*WORK TO COMPLETE*.
Would you transcribe each of the entries exactly, with nothing added or dropped?
Segment Start: MATERIAL FOR THIS TASK
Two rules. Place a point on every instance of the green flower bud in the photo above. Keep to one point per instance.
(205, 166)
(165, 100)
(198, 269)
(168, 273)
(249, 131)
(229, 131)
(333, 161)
Segment End: MATERIAL FOR THIS TASK
*SOLUTION TO THIS TASK*.
Two rules. Place a point on every instance of the green flower bud in the photo above. Keep to one point per instance.
(205, 166)
(165, 100)
(198, 269)
(168, 273)
(249, 131)
(229, 131)
(333, 161)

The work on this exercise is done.